*Cosa si chiede*.
a) Nel testo sulle sculture di Salvatore Giunta, di quali materiali sono fatti nastri, aste e sfere?
b) Modifica il testo sulle sculture di Salvatore Giunta: riscrivi il tratto fra "Guglielmo Gigliotti" e "Salvatore Giunta (1)", estremi inclusi, mettendo "indagine" al posto di "ricerca".
c) Riprendi il testo sulle sculture di Salvatore Giunta e portalo avanti da dove si ferma.

*Brano da leggere*.
========

Guglielmo Gigliotti
Lo spazio della scultura
2005
“E’ lo spazio la fonte inesauribile della mia ricerca
con il quale mi confronto di continuo,
con soluzioni che immagino infinite,
come infinito è lo spazio.”
Salvatore Giunta (1)
“Navigate al mio seguito,
compagni aviatori,
navigate nell’abissso.”
Casimir Malevic (2)
Sculture. Le chiamano così.
Le chiameremo così anche noi.
In fondo “scultura” è solo una parola.
Come lo è “spazio”.
Solo che per “vedere” lo spazio la scultura può essere un ottimo espediente.
Espediente che s’inerpica, nelle sculture-spazio di Salvatore Giunta, in aerei ed arcuati slanci nel vuoto, dove trova uno stato di sospensione, la soglia impalpabile dell’equilibrio sfuggente eppur evidente. Nastri, aste e sfere, quando in metallo quando in legno, fendono l’ambiente come morbide saette, vi si innestano come nervature improvvisamente appalesate.
Sculture?
Forse siamo più vicini alla loro realtà se le definissimo tensioni spaziali, traiettorie energetiche o ipotesi plastico-ambientali. Oppure se scegliessimo per loro tre versi in formato haiku, di mano dello stesso Giunta: “Graffi nel cielo/segnano immagini/mete lontane”.
Ciò che in loro è calibrato con esattezza e chiarezza è, per paradosso, proprio la loro precarietà. Sembrano sul punto di sgretolarsi, implodere, se non svanire, ma stanno lì, bloccate nella loro “scultoreità”, come fotogrammi di qualcosa che frana (“tutto al limite della caduta”, direbbe Salvatore Giunta). Ciò che le alleggerisce, fino a suggerire agravitazionali dimensionalità, è il loro stato di potenziale sparizione. Si materiano, quindi, oltre che di legno e metallo, della loro possibilità d’estinzione plastica. Se non fosse così non potrebbero fare all’amore con lo spazio, non potrebbero flessuosamente incarnarne i segreti.
Sarà capitato a tutti di apprezzare una scultura imponente, magari costituita da una massa di quintali di marmo, per la sua leggerezza. La questione è che l’oggetto plastico, per essere opera d’arte, deve paradossalmente esprimere un senso di non-peso, ovvero costituirsi per mezzo di individuazione di quei punti in cui la materia si converte da sola in soffio e l’ingombro passivo in vitalità poetica. Nella scultura batte un cuore anti-scultoreo, perché essa è frutto - e nell’arte moderna in modo ancora più evidente - di focalizzazioni di virtualità plastiche del vuoto, espresse mediante intuizioni spaziali.
La scultura non si colloca nello spazio, lo rivela.
Lo spazio che rivela Salvatore Giunta non è lo spazio di Salvatore Giunta, non è di sua proprietà, è spazio e basta. Salvatore Giunta compone le partiture per farlo vibrare, ne orchestra le limpide, aperte, ariose architetture, i ritmi sinuosi, le impreviste asimmetrie. E poi lo lascia stare, perché quello spazio esisteva anche prima, solo che “sculturizzandosi” è andato a coincidere con lo spazio mentale, con la mente vissuta come spazio.

========

*Dati forniti*.
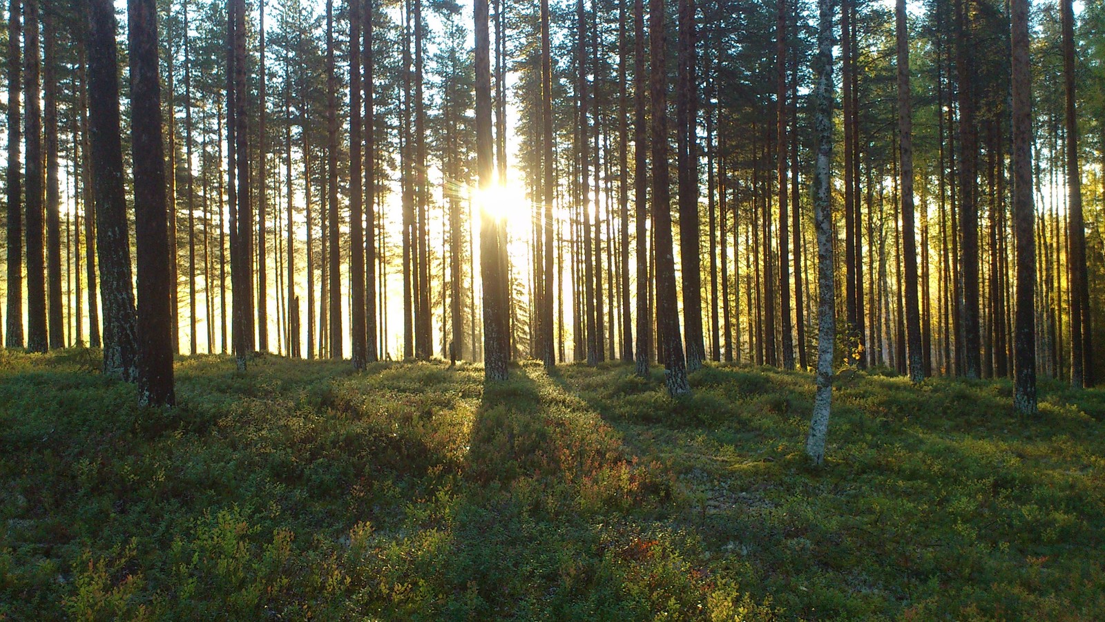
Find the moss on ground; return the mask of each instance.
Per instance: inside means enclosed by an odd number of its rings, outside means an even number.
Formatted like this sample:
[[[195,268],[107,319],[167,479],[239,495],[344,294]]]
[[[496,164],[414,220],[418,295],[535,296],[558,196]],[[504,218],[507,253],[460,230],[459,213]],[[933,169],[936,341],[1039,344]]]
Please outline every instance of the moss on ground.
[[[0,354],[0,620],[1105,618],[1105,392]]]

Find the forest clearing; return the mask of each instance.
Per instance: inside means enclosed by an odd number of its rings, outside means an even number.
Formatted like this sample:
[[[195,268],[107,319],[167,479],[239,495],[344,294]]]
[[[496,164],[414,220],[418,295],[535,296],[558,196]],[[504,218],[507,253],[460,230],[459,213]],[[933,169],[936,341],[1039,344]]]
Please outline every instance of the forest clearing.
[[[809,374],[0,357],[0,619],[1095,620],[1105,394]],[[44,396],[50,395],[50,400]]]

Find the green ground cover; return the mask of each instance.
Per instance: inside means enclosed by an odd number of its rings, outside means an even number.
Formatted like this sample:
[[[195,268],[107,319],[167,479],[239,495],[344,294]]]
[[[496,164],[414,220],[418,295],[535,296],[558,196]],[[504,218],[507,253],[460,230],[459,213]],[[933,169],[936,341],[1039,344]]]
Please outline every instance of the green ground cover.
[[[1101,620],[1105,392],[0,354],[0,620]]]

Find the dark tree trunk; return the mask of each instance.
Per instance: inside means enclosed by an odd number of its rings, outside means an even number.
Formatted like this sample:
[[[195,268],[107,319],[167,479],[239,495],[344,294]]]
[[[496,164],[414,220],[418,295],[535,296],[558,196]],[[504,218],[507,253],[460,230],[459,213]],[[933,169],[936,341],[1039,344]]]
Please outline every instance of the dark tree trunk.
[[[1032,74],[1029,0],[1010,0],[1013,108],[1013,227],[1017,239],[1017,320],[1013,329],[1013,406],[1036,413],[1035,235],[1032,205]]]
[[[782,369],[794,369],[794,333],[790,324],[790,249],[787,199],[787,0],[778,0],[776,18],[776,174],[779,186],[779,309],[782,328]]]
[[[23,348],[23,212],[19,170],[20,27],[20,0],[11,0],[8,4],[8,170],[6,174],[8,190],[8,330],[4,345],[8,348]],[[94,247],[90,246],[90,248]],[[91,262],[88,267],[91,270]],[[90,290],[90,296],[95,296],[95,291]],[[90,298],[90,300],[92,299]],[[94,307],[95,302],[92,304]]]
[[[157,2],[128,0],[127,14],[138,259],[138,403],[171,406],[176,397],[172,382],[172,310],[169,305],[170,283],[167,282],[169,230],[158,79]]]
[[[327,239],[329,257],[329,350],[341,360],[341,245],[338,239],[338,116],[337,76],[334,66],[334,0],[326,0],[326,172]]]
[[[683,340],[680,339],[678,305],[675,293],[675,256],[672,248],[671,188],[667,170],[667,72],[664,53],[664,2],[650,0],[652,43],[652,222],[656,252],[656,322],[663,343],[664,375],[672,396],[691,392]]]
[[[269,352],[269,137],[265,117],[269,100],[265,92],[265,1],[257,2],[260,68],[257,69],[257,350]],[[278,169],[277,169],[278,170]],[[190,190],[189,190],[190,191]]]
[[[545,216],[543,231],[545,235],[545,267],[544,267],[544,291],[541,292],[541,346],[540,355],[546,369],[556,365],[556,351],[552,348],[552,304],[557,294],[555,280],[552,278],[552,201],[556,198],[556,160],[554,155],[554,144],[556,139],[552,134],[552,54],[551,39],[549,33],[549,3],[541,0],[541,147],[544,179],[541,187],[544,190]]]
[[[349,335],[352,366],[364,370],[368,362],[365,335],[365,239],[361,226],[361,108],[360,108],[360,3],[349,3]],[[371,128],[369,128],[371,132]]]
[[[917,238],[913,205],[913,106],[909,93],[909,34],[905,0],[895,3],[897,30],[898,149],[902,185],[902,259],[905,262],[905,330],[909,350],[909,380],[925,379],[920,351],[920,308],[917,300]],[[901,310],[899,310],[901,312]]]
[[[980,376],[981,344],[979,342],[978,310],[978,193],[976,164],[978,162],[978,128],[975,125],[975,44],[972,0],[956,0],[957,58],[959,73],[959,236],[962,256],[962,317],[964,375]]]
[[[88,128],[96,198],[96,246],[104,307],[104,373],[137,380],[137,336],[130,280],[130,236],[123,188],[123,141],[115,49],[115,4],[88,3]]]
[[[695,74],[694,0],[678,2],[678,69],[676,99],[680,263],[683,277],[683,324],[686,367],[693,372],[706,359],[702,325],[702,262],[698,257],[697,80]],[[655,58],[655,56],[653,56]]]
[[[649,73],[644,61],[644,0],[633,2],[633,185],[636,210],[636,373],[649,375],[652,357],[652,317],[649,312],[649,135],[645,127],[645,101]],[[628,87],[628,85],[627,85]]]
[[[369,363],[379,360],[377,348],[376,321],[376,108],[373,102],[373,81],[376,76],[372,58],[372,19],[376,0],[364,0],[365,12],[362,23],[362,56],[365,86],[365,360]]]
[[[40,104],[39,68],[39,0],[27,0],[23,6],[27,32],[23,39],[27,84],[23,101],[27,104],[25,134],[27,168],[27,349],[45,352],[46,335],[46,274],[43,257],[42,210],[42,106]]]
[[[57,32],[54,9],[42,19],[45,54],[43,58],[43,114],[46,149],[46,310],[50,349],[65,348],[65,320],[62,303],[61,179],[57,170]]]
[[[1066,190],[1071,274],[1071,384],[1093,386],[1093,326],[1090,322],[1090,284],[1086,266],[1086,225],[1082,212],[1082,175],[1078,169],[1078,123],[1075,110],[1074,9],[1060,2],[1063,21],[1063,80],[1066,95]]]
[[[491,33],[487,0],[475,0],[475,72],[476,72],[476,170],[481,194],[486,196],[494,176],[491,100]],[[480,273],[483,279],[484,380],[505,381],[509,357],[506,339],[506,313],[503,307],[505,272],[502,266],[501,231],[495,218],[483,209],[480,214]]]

========

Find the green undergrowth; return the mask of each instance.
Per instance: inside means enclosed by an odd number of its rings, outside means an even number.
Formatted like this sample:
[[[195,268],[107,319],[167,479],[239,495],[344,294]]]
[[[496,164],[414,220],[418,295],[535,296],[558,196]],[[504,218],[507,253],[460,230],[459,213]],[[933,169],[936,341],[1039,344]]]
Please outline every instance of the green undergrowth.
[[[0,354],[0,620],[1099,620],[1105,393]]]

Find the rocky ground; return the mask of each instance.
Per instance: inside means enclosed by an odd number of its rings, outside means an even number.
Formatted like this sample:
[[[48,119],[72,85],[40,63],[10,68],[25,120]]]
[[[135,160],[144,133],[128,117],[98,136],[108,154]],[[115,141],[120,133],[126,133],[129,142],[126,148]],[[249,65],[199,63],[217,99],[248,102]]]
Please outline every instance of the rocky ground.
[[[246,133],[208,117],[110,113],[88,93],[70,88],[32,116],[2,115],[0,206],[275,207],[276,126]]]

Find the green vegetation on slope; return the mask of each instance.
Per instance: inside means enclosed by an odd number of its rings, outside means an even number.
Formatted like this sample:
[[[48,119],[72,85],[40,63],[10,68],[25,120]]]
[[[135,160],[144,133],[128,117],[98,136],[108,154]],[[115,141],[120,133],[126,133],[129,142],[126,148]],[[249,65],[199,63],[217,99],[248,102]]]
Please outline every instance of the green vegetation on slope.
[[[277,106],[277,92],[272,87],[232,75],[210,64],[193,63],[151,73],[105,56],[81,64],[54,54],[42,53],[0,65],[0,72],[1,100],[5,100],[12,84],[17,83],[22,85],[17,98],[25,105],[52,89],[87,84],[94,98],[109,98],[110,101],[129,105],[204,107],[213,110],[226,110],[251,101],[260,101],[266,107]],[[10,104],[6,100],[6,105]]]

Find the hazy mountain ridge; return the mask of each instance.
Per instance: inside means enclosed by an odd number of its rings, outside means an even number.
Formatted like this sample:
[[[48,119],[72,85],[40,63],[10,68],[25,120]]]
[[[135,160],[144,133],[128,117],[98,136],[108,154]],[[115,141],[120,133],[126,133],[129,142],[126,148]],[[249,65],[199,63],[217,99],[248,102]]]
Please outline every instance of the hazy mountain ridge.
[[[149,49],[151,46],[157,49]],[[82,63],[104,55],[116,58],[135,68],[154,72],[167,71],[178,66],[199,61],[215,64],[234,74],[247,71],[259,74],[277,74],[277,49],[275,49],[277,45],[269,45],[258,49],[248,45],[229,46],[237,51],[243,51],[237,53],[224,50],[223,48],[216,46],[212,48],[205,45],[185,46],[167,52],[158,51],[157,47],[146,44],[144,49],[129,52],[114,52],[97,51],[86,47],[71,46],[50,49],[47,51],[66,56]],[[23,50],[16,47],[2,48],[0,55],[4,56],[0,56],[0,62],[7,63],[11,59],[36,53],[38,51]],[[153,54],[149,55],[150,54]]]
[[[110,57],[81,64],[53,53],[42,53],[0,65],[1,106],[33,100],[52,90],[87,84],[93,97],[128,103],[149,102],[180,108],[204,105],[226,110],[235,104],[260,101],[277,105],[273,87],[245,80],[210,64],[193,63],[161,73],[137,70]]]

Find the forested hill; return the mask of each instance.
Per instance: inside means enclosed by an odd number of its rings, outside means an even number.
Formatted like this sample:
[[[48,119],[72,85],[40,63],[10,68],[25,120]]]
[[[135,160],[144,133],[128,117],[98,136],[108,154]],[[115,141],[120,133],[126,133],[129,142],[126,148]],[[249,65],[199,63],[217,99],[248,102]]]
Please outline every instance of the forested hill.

========

*Soluzioni*.
a) Sono a volte di metallo e a volte di legno.

b)
Guglielmo Gigliotti
Lo spazio della scultura
2005
“E’ lo spazio la fonte inesauribile della mia indagine
con il quale mi confronto di continuo,
con soluzioni che immagino infinite,
come infinito è lo spazio.”
Salvatore Giunta (1)

c)
L’arte è sempre un gesto mentale, è oggettivazione di potenzialità che necessitano dell’arte per reificarsi e farsi “opera”. E’ nata proprio per questo l’arte. Non si fa arte per andare al di là di se stessi, ma per espandere il “se stesso” verso quei territori, poco esplorati, che al “se stesso” sono propri. Non si tratta di voli nel fantastico, nell’impossibile, nel sogno, no; una tale accezione è stata sempre autoriduttiva per chi se ne faceva interprete e portatore.
“Il cranio dell’uomo è anche il cosmo”, asseriva Malevic, che nella sua mente navigò fino a non saper più distinguere i confini tra sé e mondo, tra l’io e lo spazio infinito. Che se veramente tale, lo spazio, come asserisce l’astrofisica, esso non-finisce neanche quando incontra noi, bensì ci congloba, ché altrimenti non sarebbe in-finito, ma terminerebbe a cospetto della nostra coscienza, si fermerebbe davanti alla punta del nostro naso. Questi sono fatti scientificamente oggettivi, non voli mistici.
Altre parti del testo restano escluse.